List the common design problems that, according to the page on the history of design by analysis, engineers up to the late 1950s handled with mathematically closed solutions.

**PAGE**:
____
Design by Analysis: Historical Understanding
Eng. N. HamannYou can design simple things by mathematical physics you know, e.g. some Euler -Bernoulli theories can be enough to design a column under a table or some beams for cloth drying racks. Simple shapes, simple loads, simple material behavior, simple condition and simple interactions. Up to late 1950's (after World War II and Atomic bombings of Hiroshima and Nagasaki), engineers used and sometimes extended these rather simple mathematics to form mathematically closed solutions (analytical formulation) for common design problems like buildings, pressure vessels, airplane wing structure, combustion engines, etc. Trying to overcome the real challenges introduced by the needs for more sophisticated scenarios, they attempted several exact equations to design for complexities of loads, geometry, assemblies, interactions, conditions and material behaviors. When failed to abstractly justify the occurred events and accidents, they would flee to the reassuring world of scientific experiments to extract sufficient (empirical) data to enhance their formulations. Fracture mechanic is a good example of these (occasion driven) endeavors. As industries grew in production demand and politicians in economical concerns, it was found to be simply infeasible to conduct experimental campaigns for so many complex cases of designs and engineering. Sticking with what they had got so far, either conservatism or irresponsibility started to cover up for the new uncertainties. Uncertainties caused not only by mere lack of knowledge in physics and mechanical engineering, but also by witnessing several unpredictable failures like the ones shown below:
Today easily predictable and preventable by sudden (brittle) fracture a damage mode considered under Design by Analysis
Tacoma Narrows Bridge Collapse
Today easily predictable and preventable by a simple modal analysis as part of Design by Analysis for vibrational loads.
These events became so common place that the whole society felt an alarming lack of competency in the engineering world that keep manifesting as rather stupid oversights. But the reality was that these failures were just unforeseen phenomena and events, rendering the design tools simply insufficient. At one point the fear of engineering failure became so tangible in public arena that it even manifested in movies of the time like No Highway in the Sky in 1951.
____
Dataset records:
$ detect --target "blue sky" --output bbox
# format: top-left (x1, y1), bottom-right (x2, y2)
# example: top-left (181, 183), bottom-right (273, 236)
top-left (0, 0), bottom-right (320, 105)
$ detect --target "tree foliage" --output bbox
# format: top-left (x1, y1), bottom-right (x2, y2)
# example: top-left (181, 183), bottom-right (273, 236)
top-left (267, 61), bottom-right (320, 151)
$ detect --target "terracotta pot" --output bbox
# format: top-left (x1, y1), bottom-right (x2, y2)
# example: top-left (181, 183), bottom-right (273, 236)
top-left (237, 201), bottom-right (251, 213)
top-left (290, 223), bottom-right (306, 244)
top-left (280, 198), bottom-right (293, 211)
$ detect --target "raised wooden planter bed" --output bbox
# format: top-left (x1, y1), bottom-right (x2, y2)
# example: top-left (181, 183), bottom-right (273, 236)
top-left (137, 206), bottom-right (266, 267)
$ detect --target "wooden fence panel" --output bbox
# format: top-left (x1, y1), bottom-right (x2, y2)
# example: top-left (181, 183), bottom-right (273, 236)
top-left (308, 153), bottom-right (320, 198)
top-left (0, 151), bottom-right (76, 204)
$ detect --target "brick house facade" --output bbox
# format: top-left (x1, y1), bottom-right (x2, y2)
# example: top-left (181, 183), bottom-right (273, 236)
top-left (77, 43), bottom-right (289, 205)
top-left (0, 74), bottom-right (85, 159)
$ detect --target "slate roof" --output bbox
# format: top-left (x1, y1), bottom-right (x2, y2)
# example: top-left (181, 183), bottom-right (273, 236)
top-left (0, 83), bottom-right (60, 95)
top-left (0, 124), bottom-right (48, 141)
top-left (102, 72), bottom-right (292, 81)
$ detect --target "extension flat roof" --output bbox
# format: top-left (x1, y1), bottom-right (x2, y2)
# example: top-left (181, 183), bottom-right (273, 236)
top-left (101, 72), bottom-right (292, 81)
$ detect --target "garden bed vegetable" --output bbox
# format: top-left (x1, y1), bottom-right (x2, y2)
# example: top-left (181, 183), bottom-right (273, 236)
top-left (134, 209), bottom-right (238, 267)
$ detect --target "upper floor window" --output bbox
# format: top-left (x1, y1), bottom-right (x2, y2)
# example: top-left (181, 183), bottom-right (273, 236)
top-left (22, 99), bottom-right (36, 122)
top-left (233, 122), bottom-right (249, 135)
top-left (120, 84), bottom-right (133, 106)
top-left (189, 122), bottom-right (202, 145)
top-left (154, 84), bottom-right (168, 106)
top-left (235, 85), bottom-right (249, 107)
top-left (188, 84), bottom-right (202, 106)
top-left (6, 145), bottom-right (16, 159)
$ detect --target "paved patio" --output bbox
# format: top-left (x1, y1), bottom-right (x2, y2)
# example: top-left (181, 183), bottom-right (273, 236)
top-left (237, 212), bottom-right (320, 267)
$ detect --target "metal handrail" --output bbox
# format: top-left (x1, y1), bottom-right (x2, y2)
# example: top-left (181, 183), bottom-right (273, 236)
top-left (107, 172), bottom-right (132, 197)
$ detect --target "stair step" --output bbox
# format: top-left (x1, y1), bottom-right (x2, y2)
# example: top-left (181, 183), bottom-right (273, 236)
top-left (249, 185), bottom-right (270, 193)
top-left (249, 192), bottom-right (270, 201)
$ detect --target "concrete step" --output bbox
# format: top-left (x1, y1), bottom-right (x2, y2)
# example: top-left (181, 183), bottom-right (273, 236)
____
**SOLUTION**: Buildings, pressure vessels, airplane wing structure, combustion engines